#### Consegna
Prosegui il brano sull'inaugurazione dell'Anno giudiziario a Napoli riportato qui sotto, partendo dall'ultima frase presente.

Nella giornata di sabato della scorsa settimana, si sono tenute lungo tutto lo Stivale le inaugurazioni dell’Anno giudiziario presso ogni distretto di Corte d’appello. Ho personalmente assistito a quella che s’è tenuta a Napoli. Faccio grazia all’invalso uso di riempir d’applausi ogni passaggio condiviso dalle contrapposte tifoserie. Sono manifestazioni sino a qualche tempo riservate all’arena degli stadi, ma questo è segno dei tempi. Racconto altro. Anzi no, partirei dagli applausi. Quelli riservati al ministro della Giustizia sono stati una vera, scrosciante ovazione, interminabile, al punto che l’uomo ha avvertito la necessità d’alzarsi per ringraziare. Sono venuti dal pubblico ‘laico’, non togato, e dagli avvocati. Cos’ha detto il ministro per meritare simile, spontaneo tributo?
Inutile dire che il leit motiv di tutti gli interventi dei magistrati – rappresentante Csm, Procuratore generale, rappresentante Anm – con la lodevole esclusione della presidente della Corte d’appello, Maria Rosaria Covelli, che ha tenuto un sobrio e sagace discorso da donna delle istituzioni – è stato il preteso attentato all’autonomia della Magistratura ed alla Carta costituzionale, un’endiadi che i nostri giudici ritengono integrata ed assaltata ogni qualvolta si sentono toccati nel loro status.
Il ministro Nordio, uomo di cultura notevole e ben interiorizzata, ha fatto poche e semplici considerazioni, peraltro tributando pieno rispetto all’ordine giudiziario. A chi gli contestava – i giudici – di violare la Costituzione: che veniva esibita in simbolica protesta da ogni togato mediante l’ostensione d’un foglio di carta in cui era effigiata (meglio, forse, sarebbe stato ne avessero portata una vera da casa, mostrando d’averne usurato, a forza di consultarla, la brossura); a chi gli contestava di far strame della Costituzione, il veneto ministro, già per quarant’anni pubblico ministero, ha opposto il ragionevolissimo argomento che non è in atto una rivoluzione, semplicemente un più che legittimo processo di riforma, regolato dalla Costituzione medesima al suo articolo 138, come sanno, o dovrebbero sapere, anche gli studentelli del prim’anno dell’Università.

#### Insieme di dati
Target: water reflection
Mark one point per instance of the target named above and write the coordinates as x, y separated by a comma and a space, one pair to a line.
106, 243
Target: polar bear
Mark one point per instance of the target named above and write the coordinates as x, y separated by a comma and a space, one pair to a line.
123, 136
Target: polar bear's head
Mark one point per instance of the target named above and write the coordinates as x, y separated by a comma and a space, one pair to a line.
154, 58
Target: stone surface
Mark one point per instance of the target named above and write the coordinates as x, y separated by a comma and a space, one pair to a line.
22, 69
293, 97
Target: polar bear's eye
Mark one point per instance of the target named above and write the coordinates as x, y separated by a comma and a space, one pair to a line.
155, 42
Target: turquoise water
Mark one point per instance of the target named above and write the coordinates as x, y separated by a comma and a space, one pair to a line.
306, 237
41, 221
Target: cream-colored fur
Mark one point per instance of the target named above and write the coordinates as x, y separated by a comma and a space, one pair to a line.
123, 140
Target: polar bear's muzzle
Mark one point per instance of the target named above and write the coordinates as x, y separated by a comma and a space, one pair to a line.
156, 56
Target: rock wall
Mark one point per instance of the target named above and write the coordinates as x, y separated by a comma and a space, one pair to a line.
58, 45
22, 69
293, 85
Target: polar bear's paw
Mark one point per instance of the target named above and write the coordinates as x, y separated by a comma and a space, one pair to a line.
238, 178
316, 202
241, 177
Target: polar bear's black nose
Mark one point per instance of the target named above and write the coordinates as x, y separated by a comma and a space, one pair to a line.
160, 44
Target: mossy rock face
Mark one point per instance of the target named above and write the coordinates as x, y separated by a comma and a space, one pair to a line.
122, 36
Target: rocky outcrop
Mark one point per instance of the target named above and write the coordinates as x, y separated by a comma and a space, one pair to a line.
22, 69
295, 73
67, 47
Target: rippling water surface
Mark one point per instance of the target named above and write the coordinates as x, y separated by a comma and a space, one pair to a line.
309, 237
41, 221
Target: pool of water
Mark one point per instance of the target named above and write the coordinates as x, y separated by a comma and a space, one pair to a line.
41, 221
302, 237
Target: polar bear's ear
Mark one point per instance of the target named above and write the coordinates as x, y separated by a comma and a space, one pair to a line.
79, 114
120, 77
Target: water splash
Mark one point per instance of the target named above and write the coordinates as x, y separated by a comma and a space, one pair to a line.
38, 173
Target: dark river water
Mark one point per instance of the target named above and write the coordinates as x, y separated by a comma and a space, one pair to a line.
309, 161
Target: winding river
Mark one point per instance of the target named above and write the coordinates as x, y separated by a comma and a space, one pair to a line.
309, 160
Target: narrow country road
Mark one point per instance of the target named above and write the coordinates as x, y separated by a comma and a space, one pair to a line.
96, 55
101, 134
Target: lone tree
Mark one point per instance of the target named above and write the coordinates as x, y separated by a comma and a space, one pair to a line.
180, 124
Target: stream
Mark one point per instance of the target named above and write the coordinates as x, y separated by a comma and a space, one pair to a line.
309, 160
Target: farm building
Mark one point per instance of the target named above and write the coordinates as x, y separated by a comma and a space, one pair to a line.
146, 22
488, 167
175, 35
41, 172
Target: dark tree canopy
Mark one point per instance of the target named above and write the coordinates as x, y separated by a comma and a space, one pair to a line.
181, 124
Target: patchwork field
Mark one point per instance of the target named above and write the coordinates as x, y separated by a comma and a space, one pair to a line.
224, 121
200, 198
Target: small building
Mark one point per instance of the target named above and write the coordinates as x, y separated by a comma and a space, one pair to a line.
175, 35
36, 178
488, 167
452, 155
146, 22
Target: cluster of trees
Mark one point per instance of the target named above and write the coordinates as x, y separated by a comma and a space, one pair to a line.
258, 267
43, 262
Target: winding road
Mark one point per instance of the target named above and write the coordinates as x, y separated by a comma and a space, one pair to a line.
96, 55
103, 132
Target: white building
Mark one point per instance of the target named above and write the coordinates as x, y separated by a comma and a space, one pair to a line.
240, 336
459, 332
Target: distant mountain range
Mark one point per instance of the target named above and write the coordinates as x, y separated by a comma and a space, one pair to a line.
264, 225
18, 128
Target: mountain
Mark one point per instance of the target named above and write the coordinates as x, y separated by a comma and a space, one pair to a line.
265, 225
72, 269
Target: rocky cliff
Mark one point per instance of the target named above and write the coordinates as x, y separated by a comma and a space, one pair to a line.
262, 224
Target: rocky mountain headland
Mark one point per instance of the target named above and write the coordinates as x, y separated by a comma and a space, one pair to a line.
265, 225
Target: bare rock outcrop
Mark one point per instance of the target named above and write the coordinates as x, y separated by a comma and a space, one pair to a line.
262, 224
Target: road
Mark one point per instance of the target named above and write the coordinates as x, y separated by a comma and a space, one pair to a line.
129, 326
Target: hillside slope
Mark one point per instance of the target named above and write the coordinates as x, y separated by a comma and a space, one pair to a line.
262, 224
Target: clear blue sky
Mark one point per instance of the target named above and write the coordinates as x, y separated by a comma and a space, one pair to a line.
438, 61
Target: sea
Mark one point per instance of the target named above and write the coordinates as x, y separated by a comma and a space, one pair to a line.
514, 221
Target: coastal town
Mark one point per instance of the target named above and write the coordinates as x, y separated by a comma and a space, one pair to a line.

#### Risposta
Questo, sul piano della correttezza formale. Su quello sostanziale, ha fatto osservare che l’introduzione a far data dal 1988 del nuovo codice di procedura penale, ispirato al principio accusatorio, impone da tempo una più rigida distinzione di ruoli tra accusa e difesa, dato che la prova si costruisce in giudizio, nella dialettica di contrapposizioni tra pubblico ministero ed avvocato: sicché il giudice deve esser terzo, ma proprio terzo, e non collega legato al p. m. da spirito di corpo, o colleganza che si preferisca.
E poi, ma questo il ministro per delicatezza non l’ha detto, c’è in Italia una lunga, lunghissima sequela d’abusi negli uffici di Procura (peraltro non gran scandalo, son investigatori), che impone una più netta distinzione di ruoli, per evitare che al p. m si dia credito non per la solidità delle prove e degli argomenti che le supportano, bensì della propria appartenenza al corpo medesimo dei giudicanti: è, ad esempio, la storia della troppo diffusa sudditanza degli uffici Gip e della sintesi che spesso fanno delle richieste custodiali, trasferendone frequentemente con scarso vaglio critico i contenuti nei provvedimenti cautelari.
Ma poi, il ministro lagunare ha alluso a quello che è il problema principe dell’attuale condizione degli appartenenti all’ordine giudiziario. Ricordando l’insegnamento liberale di Benedetto Croce, ha invitato all’umiltà, all’autocritica, all’autocritica che si fonda, non sulla conoscenza di specifiche tecniche professionali – ché anzi codeste inorgogliscono e talora instupidiscono – bensì sulla riflessione, una riflessione fondata su solide basi di cultura generale, quella che apre al mondo e che, come ricordava Montaigne, rende gli uomini come le spighe, con testa dritta e superbamente svettante nell’età giovanile, piegata ed umile nell’età della raggiunta maturità.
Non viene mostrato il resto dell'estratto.